→ Problems to work on
**A.** Do these statements agree with the rabbit-hunting thread? (i) carsonc1974 says most of the land around there is private. (ii) J_marx22 saw the rabbits while deer hunting. (iii) hunting777 has seen fewer rabbits than in past years. Answer yes or no for each, and quote the words of the thread that decide it.
**B.** In the rabbit-hunting thread, what area does Dunkem plan to go to with his buddy?
**C.** Write out the part of the rabbit-hunting thread that begins at the words "## carsonc1974 (Jul" and stops after "want a hint.", substituting "rancher" for "landowner".

→ Page text
Begin

# wanna bust some bunnys



## Dunkem (May 8, 2012)

Taking a buddy out tomorrow morning for a couple hours, going out around Tooele, Stockton area, open land, private?Any help for this old boy would be nice. Thanks Dunkem


----------



## carsonc1974 (Jul 23, 2012)

I work out there and have been seeing more bunnies then normal, but dont have any hotspots that are mine to give away. Most everything is private around there and the new landowner isn't as friendly as the old one. pm me if you want a hint.


----------



## Dunkem (May 8, 2012)

Guys I don't want to sound begging but this one little hunt is very important and fulfilling for me and my friend if you have any open ground, dont want your secrets just a chance for him to shot at a rabbit.

Thanks brad


----------



## J_marx22 (Sep 14, 2015)

I'm not sure if you would be interested since it is the opposite direction but when I go fly fishing on the green there are TONS of rabbits next to and in the dripping springs campground. Next time I will definitely take my bow.


----------



## Dunkem (May 8, 2012)

Thanks for the help Carson and J marx. Let ya know how it goes8)


----------



## hunting777 (May 3, 2009)

There are tons of rabbits up here on the North end of the state. I have seen way more than in years past.

End

→ Data block
Begin

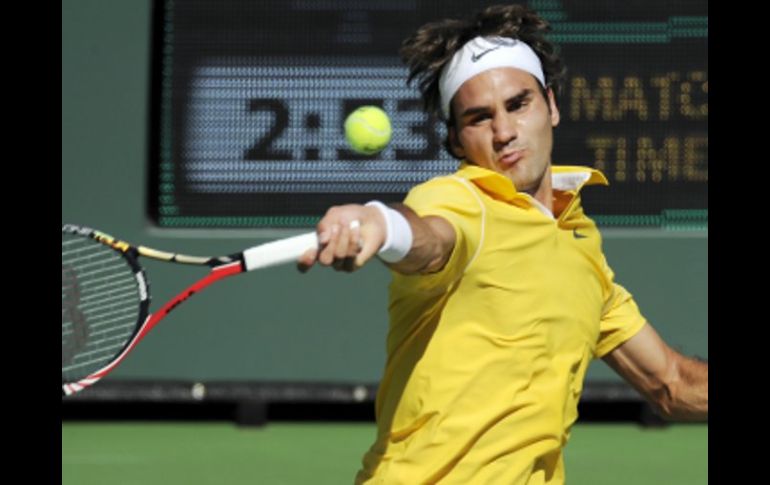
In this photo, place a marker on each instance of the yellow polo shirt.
(486, 358)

End

→ Exercise answers
**A.**
(i) Yes: "Most everything is private around there"
(ii) No: "when I go fly fishing on the green"
(iii) No: "I have seen way more than in years past."

**B.** Around the Tooele, Stockton area.

**C.**
## carsonc1974 (Jul 23, 2012)

I work out there and have been seeing more bunnies then normal, but dont have any hotspots that are mine to give away. Most everything is private around there and the new rancher isn't as friendly as the old one. pm me if you want a hint.